» **EXERCISE AIM**
Please set down, exactly, the line with "Prove me wrong or prove me right: there's a hammered" and all lines that follow it through the end of the records below.

#### SUPPLIED ENTRIES

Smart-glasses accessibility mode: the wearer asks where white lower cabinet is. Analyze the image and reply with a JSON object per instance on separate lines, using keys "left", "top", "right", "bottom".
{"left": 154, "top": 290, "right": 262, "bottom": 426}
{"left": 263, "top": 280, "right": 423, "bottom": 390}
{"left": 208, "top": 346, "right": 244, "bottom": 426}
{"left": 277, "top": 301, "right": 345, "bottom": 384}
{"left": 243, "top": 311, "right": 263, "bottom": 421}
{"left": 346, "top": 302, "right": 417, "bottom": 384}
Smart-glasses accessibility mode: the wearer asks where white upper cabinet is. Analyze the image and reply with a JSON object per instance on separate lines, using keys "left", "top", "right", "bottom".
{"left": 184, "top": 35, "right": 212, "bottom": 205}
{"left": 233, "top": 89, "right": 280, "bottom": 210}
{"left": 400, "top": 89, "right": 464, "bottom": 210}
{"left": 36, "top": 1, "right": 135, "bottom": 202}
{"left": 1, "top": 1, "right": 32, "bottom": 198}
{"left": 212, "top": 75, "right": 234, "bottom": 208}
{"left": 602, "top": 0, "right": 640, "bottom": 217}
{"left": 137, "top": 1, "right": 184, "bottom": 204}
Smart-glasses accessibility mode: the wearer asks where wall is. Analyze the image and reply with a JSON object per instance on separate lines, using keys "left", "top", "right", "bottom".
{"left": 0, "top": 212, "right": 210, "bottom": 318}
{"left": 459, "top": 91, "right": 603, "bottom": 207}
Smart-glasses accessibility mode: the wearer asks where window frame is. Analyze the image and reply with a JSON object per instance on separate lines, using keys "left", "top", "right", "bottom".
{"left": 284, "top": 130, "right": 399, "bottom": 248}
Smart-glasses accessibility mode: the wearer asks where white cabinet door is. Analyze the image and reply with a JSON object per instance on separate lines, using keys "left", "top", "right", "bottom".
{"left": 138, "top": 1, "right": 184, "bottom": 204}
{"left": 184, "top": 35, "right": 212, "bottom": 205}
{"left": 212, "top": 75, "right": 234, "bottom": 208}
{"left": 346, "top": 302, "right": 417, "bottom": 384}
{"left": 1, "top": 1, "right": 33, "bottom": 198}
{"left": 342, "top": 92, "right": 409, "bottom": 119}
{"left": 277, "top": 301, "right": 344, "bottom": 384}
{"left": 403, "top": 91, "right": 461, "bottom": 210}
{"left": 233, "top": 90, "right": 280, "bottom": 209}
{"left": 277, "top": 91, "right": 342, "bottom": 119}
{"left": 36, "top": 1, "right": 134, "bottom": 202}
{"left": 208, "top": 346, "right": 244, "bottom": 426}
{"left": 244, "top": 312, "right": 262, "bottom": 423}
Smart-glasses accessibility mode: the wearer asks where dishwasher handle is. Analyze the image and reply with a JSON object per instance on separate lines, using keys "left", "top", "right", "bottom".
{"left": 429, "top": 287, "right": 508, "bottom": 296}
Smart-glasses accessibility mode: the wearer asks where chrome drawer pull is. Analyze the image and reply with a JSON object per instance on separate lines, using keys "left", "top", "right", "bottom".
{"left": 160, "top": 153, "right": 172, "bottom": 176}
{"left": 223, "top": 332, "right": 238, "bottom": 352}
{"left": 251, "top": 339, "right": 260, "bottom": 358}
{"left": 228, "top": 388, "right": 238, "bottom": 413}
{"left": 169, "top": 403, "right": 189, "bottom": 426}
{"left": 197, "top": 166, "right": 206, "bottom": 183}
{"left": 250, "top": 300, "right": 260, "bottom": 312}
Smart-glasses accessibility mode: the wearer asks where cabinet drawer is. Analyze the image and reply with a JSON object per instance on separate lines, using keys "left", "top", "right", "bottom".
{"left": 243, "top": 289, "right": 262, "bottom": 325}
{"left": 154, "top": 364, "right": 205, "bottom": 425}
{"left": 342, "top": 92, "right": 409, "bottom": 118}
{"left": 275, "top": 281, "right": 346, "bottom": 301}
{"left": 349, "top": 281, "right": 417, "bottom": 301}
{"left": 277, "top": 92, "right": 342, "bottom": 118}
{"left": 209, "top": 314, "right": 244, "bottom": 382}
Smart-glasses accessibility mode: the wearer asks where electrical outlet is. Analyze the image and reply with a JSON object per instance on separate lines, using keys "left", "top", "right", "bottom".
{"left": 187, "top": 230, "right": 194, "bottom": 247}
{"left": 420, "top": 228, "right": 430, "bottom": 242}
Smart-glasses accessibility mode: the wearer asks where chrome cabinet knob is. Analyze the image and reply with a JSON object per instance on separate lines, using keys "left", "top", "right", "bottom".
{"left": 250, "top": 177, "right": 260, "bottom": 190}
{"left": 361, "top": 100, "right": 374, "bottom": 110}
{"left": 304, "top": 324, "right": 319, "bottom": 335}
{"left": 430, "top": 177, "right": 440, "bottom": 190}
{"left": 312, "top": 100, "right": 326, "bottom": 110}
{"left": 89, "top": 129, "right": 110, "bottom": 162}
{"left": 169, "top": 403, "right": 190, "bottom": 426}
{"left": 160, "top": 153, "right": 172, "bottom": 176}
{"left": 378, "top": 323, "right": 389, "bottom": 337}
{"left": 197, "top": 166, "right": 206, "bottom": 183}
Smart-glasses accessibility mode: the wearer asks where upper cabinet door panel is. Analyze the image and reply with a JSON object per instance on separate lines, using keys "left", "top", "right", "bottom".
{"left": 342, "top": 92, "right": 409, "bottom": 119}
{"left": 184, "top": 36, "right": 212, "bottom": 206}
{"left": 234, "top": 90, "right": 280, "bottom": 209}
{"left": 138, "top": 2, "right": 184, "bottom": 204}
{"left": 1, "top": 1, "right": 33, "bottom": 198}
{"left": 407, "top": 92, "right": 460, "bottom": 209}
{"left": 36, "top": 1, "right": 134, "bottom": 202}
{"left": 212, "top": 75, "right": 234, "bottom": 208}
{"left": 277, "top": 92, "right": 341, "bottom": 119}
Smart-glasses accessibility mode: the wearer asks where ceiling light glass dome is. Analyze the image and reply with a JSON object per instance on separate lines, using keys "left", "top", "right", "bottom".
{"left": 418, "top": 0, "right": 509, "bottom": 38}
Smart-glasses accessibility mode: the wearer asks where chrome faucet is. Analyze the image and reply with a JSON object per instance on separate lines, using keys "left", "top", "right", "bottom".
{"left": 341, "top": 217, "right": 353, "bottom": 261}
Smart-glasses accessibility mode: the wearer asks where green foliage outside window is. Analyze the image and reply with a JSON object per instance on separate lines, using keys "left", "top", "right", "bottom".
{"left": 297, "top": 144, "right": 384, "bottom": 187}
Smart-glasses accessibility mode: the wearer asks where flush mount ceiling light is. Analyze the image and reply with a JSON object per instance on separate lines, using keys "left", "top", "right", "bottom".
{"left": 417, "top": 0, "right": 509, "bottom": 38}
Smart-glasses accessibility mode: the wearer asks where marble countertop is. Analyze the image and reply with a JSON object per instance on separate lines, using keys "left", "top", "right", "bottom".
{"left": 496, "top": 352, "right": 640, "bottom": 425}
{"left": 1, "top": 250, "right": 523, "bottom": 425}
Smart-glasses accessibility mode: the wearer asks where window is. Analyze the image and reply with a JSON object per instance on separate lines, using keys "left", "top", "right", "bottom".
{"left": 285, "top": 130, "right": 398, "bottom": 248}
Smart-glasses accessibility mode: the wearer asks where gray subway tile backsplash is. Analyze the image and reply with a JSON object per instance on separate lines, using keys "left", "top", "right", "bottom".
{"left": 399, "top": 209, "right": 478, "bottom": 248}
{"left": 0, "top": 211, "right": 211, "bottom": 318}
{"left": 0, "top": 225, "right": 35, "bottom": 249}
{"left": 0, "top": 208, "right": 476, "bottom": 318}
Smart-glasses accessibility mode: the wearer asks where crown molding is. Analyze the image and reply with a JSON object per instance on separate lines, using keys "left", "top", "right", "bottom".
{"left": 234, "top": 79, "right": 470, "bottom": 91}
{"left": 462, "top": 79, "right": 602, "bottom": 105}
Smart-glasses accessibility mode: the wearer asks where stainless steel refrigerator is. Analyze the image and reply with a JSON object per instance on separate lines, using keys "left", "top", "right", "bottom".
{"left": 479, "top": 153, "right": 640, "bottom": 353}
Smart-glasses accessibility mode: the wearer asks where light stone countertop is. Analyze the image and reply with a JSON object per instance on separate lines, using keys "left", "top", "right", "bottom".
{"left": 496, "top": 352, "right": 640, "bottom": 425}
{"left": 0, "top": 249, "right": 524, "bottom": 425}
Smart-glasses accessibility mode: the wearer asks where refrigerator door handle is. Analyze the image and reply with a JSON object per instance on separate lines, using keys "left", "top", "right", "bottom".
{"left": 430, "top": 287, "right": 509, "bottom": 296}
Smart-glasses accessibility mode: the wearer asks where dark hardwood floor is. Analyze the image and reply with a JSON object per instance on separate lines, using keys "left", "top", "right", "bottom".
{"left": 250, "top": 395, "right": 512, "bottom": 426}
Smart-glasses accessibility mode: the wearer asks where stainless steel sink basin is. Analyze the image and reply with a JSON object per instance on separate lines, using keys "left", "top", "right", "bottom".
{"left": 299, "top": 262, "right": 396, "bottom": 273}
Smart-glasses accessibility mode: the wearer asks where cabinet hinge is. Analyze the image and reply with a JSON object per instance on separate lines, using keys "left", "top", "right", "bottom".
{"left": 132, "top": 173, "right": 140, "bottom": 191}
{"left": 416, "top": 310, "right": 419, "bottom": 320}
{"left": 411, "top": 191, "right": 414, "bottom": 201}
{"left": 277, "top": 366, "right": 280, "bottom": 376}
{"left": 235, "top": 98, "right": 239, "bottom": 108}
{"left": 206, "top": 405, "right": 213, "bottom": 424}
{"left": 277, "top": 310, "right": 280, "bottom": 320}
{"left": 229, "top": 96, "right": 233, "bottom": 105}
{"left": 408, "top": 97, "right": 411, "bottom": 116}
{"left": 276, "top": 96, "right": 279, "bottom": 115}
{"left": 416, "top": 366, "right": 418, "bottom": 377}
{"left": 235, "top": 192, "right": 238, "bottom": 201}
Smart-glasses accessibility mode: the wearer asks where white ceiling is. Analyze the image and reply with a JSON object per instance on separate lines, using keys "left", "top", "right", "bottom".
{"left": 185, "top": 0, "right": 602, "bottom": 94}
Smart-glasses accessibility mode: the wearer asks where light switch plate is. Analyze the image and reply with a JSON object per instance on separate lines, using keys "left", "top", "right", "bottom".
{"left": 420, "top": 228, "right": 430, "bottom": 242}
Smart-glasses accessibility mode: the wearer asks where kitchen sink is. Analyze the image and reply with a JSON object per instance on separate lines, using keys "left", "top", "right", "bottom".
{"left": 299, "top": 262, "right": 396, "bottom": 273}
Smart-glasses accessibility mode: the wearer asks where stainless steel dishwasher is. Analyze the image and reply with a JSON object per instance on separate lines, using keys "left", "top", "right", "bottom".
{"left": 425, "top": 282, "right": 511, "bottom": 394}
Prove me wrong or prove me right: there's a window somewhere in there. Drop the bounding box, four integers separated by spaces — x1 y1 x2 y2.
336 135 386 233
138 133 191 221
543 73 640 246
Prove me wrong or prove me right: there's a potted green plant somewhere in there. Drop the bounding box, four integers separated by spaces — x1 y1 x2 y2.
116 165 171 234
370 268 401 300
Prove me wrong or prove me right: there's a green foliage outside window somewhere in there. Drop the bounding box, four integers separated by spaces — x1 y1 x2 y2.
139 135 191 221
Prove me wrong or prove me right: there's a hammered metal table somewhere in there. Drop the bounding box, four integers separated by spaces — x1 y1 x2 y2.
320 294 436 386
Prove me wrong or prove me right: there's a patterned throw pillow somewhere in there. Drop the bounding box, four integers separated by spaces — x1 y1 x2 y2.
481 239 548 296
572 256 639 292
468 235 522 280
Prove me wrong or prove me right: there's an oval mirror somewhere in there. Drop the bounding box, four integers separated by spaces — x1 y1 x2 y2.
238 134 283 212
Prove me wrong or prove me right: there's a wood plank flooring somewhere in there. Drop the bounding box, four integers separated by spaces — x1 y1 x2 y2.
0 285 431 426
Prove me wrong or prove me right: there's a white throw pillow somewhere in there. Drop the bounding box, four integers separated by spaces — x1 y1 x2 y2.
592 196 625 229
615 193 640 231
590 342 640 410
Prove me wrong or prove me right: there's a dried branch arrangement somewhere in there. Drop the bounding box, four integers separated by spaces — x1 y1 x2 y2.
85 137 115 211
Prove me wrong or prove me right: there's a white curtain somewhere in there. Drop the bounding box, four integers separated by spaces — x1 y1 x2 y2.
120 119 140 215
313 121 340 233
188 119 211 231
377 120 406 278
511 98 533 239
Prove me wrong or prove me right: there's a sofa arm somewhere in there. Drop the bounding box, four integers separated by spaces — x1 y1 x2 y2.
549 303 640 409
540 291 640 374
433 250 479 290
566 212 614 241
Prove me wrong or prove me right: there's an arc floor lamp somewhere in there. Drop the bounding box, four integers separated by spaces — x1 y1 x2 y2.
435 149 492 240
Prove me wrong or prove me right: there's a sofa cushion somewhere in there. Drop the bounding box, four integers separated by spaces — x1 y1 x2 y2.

########

» **RESULT OF THIS TASK**
Prove me wrong or prove me right: there's a hammered metal table somewhere in there. Drop the bounding box, four integers separated by spaces — x1 y1 x2 y2.
320 294 436 386
Prove me wrong or prove me right: there's a patterned throw pillow somewhere in there. Drop the bounding box, four integers separated by spaces — x1 y1 x2 y2.
481 239 548 296
572 256 639 292
468 235 522 280
Prove me wrong or prove me right: there's an oval mirror somewhere in there. Drop the bounding box, four integers separated by spaces — x1 y1 x2 y2.
238 134 283 212
Prove me wrong or prove me right: there's a wood plank flooring somewhere in there. Drop the bounding box, four integers separated by spaces — x1 y1 x2 y2.
0 285 431 426
Prove me wrong or prove me right: there's a white throw pillow somewhere in there. Drop the bounding box, four integers separated by spaces — x1 y1 x2 y2.
592 196 625 229
615 193 640 231
590 342 640 410
Prove me wrong or prove me right: there's a dried branch arrangement somewhere in there. Drop the bounding box, four integers separated by spaces — x1 y1 x2 y2.
85 137 115 211
Prove me wrong or prove me right: there's a white curtain somewhere in there. Drop the bounding box, four integers separated by spaces — x1 y1 x2 y2.
120 119 140 215
313 121 340 233
188 119 211 231
377 120 406 278
511 98 533 239
Prove me wrong or prove me right: there's a sofa arm somewhere in there. Drop the bounding box, four integers separated by spaces — x1 y1 x2 y2.
549 303 640 409
540 291 640 374
433 250 479 290
566 212 614 241
Prove me wrong or prove me right: there's an arc floor lamp somewhere in there. Drop the bounding box, four integers separated by spaces — x1 y1 x2 y2.
435 149 492 240
Prove me wrong or prove me right: there's a sofa cushion somewhere in there. Drop the bounding box, four integers separated by spaces — x1 y1 x2 y2.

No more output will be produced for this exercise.